## PASSAGE GIVEN
──────────────────────────────

As the film shows, a lot of people found the band scary. But a lot of people found them inspiring, too. And I’m one of them, which is why I wanted to see the film.
There were lots of inspirational quotes in the film – about not giving a fuck, about not being invisible: things that still matter. But there was also a problem.
The film feels like a TV documentary rather than one made for the cinema. And like most TV music documentaries, it starts off with various voices summarising the themes of the film. Some female voices and some male ones. It made me cross from the start. Couldn’t we just have had women, to start off with? Surely you can tell viewers why the Slits were important without them having to be validated by men? Even the flyer for the screening has two quotes from men and just one from a woman.
“I don’t hate men,” said Slits bassist Tessa Pollitt when I raised this at the Q&A afterwards. I don’t either – I’m married to one and he even came along to the film (although he didn’t like it). But I hate being told by men what to think (and I really don’t want to watch another music documentary that’s got Don Letts mansplaining punk). All the other music documentaries have men being “experts”. It would be nice seeing as this is about women not to do that, just for once.

──────────────────────────────

## ENTRIES
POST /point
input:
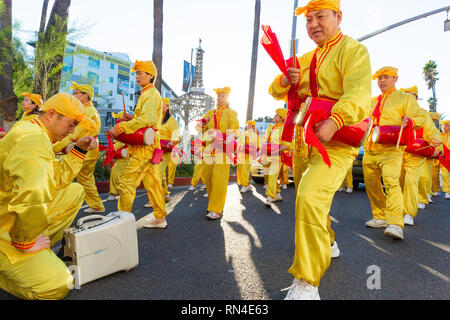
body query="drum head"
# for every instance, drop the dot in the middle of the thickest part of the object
(376, 134)
(149, 137)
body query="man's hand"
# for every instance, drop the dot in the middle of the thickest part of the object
(327, 130)
(42, 242)
(294, 77)
(127, 117)
(435, 143)
(87, 143)
(112, 133)
(405, 121)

──────────────────────────────

## GIVEN EXERCISE 1
Translate this sentence from the review of the Slits documentary into Spanish: "The film feels like a TV documentary rather than one made for the cinema."
## GIVEN EXERCISE 2
Proceed with the review of the Slits documentary, writing on from its last sentence.

## WRITTEN ANSWER 1
La película parece un documental de televisión más que uno hecho para el cine.

## WRITTEN ANSWER 2
There was lots to like though: the atmosphere of fun and fearlessness, being a gang, daring to be different. The enormous “WTF” effect of women doing what the Slits did in the context of the sexist 70s and the sexist music business. The outrageousness of their sound, their look, their behaviour: defying any kind of convention including those of the punk movement itself. If you didn’t know about the band before, it would be real eye-opener: you just have to watch the trailer to be amazed.
The film is a mixture of band footage – bad quality footage of the punk days, better quality from the reunion tours – and current-day interviews with Tessa Pollitt, Viv Albertine and Palmolive. There are also contributions from previous members of the band – the female founders, the men who joined later – and other people (like Don Letts, Dennis Bovell and Vivien Goldman) who were also part of the story.
Sadly there are no interviews with singer Ari Up, whose death dominates the latter part of the story and whose personality dominates throughout. But her presence is very much there. And her attitude – being brave, being yourself, not caring what people think – typifies the reasons the Slits still matter. Forty years ago, I wanted to be in their gang. I still want to be in it now.